§ **TEXTO DE LEITURA**
---

21 de junho de 2025

Muitas estantes num só lugar: os 20 anos da Estante Virtual

 Por Sierra


Foto: Arquivo do Autor
Embalagem da compra mais recente que eu fiz na Estante Virtual: o segundo tomo de uma biografia de Monteiro Lobato, escrita por Edgard Cavalheiro, que me foi enviado pelo Sebo Nova Floresta, de São Paulo


Quem, assim como eu, frequenta sebos com alguma assiduidade e presta atenção no movimento das pessoas que, assim como nós, para eles afluem, sabe perfeitamente que nem todos que os procuram são amantes dos livros e da leitura e que nem sempre elas vão até esses espaços à procura só de livros. Já vi várias vezes indivíduos em sebos à procura de obras didáticas e/ou técnicas para atender apenas a uma necessidade obrigatória e imediata; eles não estavam ali como apreciadores do ato de ler. E, como existem sebos que vendem algo mais do que livros, não são poucas as pessoas que vão até eles garimpar cd's, lp's, dvd's, fitas casssetes e VHS e outras coisas mais. 

Assim como as boas livrarias, os bons sebos costumam ser ambientes muito atrativos para todos aqueles que têm os livros como uma espécie de pessoa bastante querida. Como bem disse Cid Saboia de Carvalho, "Tirando os que apenas procuram comprar mais barato, como os estudantes apertados ou algum curioso, os sebos recebem bibliófilos apaixonados, à procura de satisfazer verdadeiras fixações pelas quais foram atingidos ao longo da vida de amadores. Caçadores de raridades e que ostentam mil modos de amar" (Cid Saboia de Carvalho. "Prefácio".In Jorge Brito. Guia dos sebos do Brasil. Brasília, s. ed., 1988, p. 9).

---

§ **OBJETIVO DA TAREFA**
Repita literalmente o trecho do texto sobre os sebos que vai de "Foto: Arquivo do" até "outras coisas mais.", inclusive. Os dados não precisam ser consultados.

§ **DADOS REGISTRADOS**

---

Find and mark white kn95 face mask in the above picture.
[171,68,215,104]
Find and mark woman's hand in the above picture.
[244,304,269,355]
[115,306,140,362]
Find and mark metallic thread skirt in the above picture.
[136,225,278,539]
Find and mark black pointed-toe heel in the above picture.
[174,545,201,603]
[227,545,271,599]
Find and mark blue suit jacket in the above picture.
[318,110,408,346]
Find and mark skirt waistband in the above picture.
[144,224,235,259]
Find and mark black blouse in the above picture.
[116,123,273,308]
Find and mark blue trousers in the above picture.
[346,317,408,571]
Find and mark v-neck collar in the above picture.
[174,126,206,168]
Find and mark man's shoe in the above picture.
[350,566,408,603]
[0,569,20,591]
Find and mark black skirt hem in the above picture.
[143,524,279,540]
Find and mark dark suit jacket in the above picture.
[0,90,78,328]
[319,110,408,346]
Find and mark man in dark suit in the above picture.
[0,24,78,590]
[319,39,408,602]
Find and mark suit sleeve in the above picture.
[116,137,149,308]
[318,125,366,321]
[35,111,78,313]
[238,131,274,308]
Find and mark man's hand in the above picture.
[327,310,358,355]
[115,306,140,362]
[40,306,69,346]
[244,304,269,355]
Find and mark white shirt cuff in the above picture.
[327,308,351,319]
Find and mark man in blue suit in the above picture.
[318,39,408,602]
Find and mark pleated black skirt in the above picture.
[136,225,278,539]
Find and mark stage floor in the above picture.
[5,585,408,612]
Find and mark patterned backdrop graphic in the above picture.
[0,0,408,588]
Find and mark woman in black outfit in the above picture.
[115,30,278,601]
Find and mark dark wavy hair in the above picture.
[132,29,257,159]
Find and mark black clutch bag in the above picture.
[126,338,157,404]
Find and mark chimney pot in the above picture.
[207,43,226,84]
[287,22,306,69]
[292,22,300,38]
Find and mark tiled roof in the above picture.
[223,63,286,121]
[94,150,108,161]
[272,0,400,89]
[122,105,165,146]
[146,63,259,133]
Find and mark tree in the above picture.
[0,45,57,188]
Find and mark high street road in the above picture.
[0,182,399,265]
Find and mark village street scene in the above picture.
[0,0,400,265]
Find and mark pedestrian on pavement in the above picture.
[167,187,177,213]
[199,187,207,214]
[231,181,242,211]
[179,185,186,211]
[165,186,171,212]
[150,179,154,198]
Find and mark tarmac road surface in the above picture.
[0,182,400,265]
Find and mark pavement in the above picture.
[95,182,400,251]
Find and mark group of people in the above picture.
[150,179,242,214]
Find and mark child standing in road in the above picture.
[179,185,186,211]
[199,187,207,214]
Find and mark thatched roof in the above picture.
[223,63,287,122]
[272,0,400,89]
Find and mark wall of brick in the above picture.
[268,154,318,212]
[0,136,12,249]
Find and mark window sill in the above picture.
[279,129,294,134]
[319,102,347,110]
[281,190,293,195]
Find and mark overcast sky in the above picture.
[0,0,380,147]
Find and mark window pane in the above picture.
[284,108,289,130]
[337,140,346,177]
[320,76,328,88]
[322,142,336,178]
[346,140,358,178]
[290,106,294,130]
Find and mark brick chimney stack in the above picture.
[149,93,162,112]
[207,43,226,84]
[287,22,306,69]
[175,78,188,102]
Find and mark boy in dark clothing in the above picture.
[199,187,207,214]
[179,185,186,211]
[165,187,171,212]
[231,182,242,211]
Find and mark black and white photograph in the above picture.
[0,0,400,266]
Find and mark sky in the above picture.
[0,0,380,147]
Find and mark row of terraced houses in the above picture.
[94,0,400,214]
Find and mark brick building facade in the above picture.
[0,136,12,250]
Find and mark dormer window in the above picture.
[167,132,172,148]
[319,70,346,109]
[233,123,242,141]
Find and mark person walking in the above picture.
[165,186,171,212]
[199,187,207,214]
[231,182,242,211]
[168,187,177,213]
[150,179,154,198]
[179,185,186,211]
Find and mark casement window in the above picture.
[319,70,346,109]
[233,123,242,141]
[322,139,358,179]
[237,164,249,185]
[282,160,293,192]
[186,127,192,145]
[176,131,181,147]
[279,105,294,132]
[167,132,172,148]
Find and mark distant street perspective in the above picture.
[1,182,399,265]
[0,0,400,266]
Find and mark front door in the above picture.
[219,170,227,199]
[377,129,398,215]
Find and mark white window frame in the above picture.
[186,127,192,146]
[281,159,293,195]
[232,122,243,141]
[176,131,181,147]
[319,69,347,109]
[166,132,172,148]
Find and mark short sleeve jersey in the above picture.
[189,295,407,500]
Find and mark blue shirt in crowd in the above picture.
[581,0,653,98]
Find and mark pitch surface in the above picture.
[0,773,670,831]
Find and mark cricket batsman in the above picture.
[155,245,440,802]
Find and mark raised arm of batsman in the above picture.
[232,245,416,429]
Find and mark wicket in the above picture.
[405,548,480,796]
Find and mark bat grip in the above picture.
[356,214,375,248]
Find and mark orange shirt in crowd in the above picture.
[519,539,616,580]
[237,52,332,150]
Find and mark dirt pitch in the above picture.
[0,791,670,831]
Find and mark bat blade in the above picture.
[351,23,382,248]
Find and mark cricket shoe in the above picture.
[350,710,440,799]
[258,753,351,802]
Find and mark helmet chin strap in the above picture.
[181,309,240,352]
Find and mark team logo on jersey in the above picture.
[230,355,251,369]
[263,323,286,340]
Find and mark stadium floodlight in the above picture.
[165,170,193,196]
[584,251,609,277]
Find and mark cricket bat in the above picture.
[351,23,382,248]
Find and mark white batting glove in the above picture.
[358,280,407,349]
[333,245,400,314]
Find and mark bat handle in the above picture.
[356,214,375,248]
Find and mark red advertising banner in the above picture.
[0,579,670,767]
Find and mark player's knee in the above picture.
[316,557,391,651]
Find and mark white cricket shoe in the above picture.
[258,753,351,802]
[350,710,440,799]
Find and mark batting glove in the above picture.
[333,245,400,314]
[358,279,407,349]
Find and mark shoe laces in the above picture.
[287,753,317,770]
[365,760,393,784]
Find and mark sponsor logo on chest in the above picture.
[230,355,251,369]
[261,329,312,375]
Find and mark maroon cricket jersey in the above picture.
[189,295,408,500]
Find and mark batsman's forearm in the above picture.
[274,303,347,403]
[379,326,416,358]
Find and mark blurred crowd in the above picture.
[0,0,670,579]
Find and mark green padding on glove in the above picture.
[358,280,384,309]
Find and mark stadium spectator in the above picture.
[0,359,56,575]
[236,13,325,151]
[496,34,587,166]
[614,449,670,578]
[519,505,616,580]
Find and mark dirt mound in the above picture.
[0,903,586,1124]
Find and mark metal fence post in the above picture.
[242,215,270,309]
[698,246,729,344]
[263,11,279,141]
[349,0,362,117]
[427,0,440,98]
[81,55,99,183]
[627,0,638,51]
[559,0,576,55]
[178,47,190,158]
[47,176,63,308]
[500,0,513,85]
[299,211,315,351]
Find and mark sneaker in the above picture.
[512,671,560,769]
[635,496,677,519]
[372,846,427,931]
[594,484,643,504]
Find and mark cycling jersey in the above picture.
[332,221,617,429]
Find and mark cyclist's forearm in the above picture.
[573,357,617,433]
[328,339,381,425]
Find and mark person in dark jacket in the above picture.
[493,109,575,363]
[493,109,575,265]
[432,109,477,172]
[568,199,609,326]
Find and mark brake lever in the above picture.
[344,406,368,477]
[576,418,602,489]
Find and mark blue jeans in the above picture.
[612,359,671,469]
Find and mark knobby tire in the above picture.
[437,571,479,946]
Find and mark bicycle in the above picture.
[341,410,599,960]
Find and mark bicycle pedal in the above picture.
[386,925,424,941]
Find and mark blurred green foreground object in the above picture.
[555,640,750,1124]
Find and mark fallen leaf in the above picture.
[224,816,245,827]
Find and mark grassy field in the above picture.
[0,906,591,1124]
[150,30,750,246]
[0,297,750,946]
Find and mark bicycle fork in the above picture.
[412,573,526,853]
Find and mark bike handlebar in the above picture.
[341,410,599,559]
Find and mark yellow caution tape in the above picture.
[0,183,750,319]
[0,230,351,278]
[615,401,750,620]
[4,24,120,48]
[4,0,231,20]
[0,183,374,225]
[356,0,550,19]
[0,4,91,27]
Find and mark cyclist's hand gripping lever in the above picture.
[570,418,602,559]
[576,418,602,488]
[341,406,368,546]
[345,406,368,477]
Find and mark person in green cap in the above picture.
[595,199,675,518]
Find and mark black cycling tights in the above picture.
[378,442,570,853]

---

§ **RESULTADO FINAL**
Foto: Arquivo do Autor
Embalagem da compra mais recente que eu fiz na Estante Virtual: o segundo tomo de uma biografia de Monteiro Lobato, escrita por Edgard Cavalheiro, que me foi enviado pelo Sebo Nova Floresta, de São Paulo


Quem, assim como eu, frequenta sebos com alguma assiduidade e presta atenção no movimento das pessoas que, assim como nós, para eles afluem, sabe perfeitamente que nem todos que os procuram são amantes dos livros e da leitura e que nem sempre elas vão até esses espaços à procura só de livros. Já vi várias vezes indivíduos em sebos à procura de obras didáticas e/ou técnicas para atender apenas a uma necessidade obrigatória e imediata; eles não estavam ali como apreciadores do ato de ler. E, como existem sebos que vendem algo mais do que livros, não são poucas as pessoas que vão até eles garimpar cd's, lp's, dvd's, fitas casssetes e VHS e outras coisas mais.